Begin DATA RECORDS

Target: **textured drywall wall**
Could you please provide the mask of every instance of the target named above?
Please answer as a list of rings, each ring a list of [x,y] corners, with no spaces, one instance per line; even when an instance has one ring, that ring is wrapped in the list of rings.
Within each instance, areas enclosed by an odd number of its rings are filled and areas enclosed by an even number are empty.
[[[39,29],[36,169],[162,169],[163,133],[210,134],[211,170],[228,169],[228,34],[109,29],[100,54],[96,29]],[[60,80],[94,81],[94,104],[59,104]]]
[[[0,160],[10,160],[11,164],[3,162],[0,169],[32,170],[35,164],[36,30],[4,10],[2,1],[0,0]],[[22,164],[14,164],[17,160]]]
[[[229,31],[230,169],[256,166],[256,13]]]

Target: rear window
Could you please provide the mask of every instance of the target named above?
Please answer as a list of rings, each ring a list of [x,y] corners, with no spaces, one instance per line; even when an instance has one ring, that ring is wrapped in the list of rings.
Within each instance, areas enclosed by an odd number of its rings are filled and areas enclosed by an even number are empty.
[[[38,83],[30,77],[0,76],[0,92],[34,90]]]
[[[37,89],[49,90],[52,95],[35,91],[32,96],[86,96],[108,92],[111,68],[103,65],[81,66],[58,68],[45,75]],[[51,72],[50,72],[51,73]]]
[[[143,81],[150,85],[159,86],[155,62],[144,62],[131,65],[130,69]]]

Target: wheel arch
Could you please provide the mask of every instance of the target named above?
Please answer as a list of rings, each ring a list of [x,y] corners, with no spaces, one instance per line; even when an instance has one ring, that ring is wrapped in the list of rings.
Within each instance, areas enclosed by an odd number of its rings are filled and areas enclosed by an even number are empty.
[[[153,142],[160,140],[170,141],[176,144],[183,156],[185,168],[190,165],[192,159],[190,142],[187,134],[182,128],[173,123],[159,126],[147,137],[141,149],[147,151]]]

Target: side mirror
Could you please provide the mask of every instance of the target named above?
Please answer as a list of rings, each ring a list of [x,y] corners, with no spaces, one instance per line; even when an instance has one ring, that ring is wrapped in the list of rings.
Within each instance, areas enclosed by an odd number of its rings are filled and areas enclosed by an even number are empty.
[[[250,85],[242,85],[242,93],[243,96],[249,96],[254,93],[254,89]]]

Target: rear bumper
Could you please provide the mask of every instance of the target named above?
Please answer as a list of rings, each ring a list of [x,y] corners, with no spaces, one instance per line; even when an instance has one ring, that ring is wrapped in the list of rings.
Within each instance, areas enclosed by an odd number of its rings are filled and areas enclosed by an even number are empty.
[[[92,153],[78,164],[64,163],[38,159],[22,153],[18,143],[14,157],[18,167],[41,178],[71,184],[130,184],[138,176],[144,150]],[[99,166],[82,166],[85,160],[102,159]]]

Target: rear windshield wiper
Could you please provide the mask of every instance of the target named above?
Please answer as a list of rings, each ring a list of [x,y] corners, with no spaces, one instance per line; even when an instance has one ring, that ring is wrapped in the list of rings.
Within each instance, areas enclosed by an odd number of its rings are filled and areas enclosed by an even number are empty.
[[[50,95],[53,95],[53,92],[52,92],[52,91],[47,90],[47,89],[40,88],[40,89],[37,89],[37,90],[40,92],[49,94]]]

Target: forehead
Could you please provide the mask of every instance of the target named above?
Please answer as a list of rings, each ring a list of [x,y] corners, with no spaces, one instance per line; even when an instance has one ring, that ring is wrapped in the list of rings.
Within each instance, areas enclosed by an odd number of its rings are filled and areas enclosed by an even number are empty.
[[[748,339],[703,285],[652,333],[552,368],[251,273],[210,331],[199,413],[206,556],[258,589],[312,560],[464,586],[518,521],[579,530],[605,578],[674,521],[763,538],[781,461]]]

End DATA RECORDS

Recast all of the lines above as a Markdown table with the columns Row and Line text, numbering each row and leaving out the blank lines.

_RESULT FOR THIS EXERCISE_.
| Row | Line text |
|---|---|
| 1 | Target: **textured drywall wall** |
| 2 | Could you please provide the mask of every instance of the target named above? |
| 3 | Please answer as a list of rings, each ring a list of [x,y] corners, with no spaces, one instance per line; even when an instance has one ring, that ring is wrapped in the list of rings. |
| 4 | Within each instance, areas enclosed by an odd number of its rings are filled and areas enclosed by an even number are empty. |
| 5 | [[[39,29],[36,169],[162,169],[163,133],[210,134],[211,170],[228,169],[228,34],[109,29],[100,54],[96,29]],[[60,80],[94,81],[94,104],[59,104]]] |
| 6 | [[[0,160],[10,160],[11,164],[3,162],[0,169],[32,170],[35,164],[36,30],[4,10],[2,1],[0,0]],[[22,164],[14,164],[17,160]]] |
| 7 | [[[229,31],[230,169],[256,166],[256,13]]] |
| 8 | Target: rear window |
| 9 | Could you please provide the mask of every instance of the target named above? |
| 10 | Please answer as a list of rings, each ring a list of [x,y] corners, with no spaces, one instance per line; even when an instance has one ring, that ring is wrapped in the list of rings. |
| 11 | Within each instance, areas enclosed by an odd number of its rings are filled and areas enclosed by an even number are empty. |
| 12 | [[[38,83],[30,77],[0,76],[0,92],[34,90]]] |
| 13 | [[[37,89],[49,90],[52,95],[35,91],[32,96],[86,96],[108,92],[111,68],[103,65],[81,66],[58,68],[45,75]],[[51,72],[50,72],[51,73]]] |
| 14 | [[[143,81],[150,85],[159,86],[155,62],[144,62],[131,65],[130,69]]] |
| 15 | Target: wheel arch |
| 16 | Could you please provide the mask of every instance of the target named above? |
| 17 | Please answer as a list of rings, each ring a list of [x,y] corners, with no spaces, one instance per line; even when an instance has one ring, that ring is wrapped in the list of rings. |
| 18 | Within each instance, areas enclosed by an odd number of its rings are filled and areas enclosed by an even number are empty. |
| 19 | [[[153,142],[160,140],[170,141],[176,144],[183,156],[185,168],[190,165],[192,159],[190,142],[187,134],[182,128],[173,123],[159,126],[147,137],[141,149],[147,151]]] |
| 20 | Target: side mirror |
| 21 | Could you please provide the mask of every instance of the target named above? |
| 22 | Please answer as a list of rings, each ring a list of [x,y] corners, with no spaces, one instance per line; even when an instance has one ring, that ring is wrapped in the list of rings. |
| 23 | Within each instance, areas enclosed by an odd number of its rings are filled and areas enclosed by an even number are empty. |
| 24 | [[[250,85],[242,85],[242,93],[243,96],[249,96],[254,93],[254,89]]] |
| 25 | Target: rear bumper |
| 26 | Could you please provide the mask of every instance of the target named above? |
| 27 | Please answer as a list of rings, each ring a list of [x,y] corners, with no spaces, one instance per line; even when an instance has one ring, that ring is wrapped in the list of rings. |
| 28 | Within each instance, areas enclosed by an odd number of its rings are filled and areas enclosed by an even number are empty. |
| 29 | [[[92,153],[78,164],[64,163],[38,159],[22,153],[18,143],[14,157],[18,167],[41,178],[71,184],[130,184],[138,176],[144,150]],[[99,166],[82,166],[85,160],[102,159]]] |
| 30 | Target: rear windshield wiper |
| 31 | Could you please provide the mask of every instance of the target named above? |
| 32 | Please answer as a list of rings, each ring a list of [x,y] corners, with no spaces, one instance per line; even when an instance has one ring, that ring is wrapped in the list of rings. |
| 33 | Within each instance, areas enclosed by an odd number of its rings are filled and areas enclosed by an even number are empty. |
| 34 | [[[50,95],[53,95],[53,92],[52,92],[52,91],[47,90],[47,89],[40,88],[40,89],[37,89],[37,90],[40,92],[49,94]]] |
| 35 | Target: forehead |
| 36 | Could you please provide the mask of every instance of the target named above? |
| 37 | Please answer as a list of rings, each ring a list of [x,y] corners, with no spaces, one instance per line; even when an instance has one ring, that ring is wrapped in the list of rings. |
| 38 | Within each instance, areas enclosed by an odd number of its rings are filled and areas enclosed by an even number are empty. |
| 39 | [[[748,339],[703,285],[652,333],[552,368],[251,273],[210,331],[199,413],[206,556],[258,589],[312,560],[464,586],[518,521],[579,530],[605,578],[674,521],[763,538],[781,461]]] |